Write out exactly, with no other output, the lines below from the one that contains "One point marks each instance of the man in" through the end.

Part of a data file:

-- Begin --

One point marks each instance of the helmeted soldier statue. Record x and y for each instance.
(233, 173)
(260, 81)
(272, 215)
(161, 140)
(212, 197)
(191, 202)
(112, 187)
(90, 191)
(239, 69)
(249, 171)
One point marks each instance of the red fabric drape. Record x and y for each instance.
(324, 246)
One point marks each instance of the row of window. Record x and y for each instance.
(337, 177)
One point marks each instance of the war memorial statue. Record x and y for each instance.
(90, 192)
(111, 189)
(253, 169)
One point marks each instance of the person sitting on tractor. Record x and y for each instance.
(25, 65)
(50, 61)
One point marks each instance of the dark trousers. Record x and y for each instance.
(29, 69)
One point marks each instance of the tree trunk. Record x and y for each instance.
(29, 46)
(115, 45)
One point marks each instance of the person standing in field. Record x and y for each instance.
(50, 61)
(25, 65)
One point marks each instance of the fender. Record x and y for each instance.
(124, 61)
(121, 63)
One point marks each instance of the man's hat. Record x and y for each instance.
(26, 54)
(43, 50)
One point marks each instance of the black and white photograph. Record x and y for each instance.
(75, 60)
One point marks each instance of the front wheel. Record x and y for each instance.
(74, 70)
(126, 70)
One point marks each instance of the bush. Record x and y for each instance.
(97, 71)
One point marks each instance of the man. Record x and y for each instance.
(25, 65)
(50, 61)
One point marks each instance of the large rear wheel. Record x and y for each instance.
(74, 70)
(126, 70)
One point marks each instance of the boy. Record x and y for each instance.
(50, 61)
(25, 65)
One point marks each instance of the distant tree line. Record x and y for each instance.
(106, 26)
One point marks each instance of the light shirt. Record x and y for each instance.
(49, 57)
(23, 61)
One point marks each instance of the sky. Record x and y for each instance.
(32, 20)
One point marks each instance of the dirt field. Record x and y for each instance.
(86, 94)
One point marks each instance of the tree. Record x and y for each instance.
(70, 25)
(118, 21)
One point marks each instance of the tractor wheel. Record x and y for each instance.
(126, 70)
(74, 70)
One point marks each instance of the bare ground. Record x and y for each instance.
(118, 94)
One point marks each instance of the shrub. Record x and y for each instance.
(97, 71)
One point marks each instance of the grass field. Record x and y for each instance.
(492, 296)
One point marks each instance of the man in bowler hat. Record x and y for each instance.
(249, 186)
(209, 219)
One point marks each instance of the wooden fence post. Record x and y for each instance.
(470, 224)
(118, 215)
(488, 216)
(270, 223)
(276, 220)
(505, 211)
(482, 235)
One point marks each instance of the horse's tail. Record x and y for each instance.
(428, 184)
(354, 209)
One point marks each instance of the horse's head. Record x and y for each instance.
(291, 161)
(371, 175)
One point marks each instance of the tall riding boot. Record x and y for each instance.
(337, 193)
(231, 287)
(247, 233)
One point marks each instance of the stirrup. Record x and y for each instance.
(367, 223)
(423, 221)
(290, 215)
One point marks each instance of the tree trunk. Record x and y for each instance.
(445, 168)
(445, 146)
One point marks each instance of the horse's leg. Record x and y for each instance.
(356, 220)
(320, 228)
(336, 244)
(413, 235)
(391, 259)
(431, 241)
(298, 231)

-- End --

§ Solution to the exercise
One point marks each instance of the man in bowler hat. Record x and y for each instance.
(249, 186)
(209, 219)
One point marks each instance of the wooden fence post. Record x and y for each instance.
(470, 224)
(118, 215)
(488, 216)
(270, 223)
(276, 220)
(505, 211)
(482, 235)
One point marks each instance of the horse's tail. Record x and y for each instance.
(428, 184)
(354, 209)
One point marks each instance of the horse's head. Record x and y for each instance.
(291, 161)
(371, 175)
One point marks each instance of the tall riding boot. Record x and y for each instance.
(337, 193)
(231, 287)
(247, 233)
One point marks each instance of the stirrup. Record x and y for each instance.
(367, 223)
(423, 221)
(290, 215)
One point marks each instance of the tree trunk. Record x and y for each instance.
(445, 168)
(445, 146)
One point marks each instance of the horse's leg. Record x and y for each instance.
(356, 220)
(320, 228)
(336, 244)
(413, 235)
(391, 259)
(431, 241)
(298, 231)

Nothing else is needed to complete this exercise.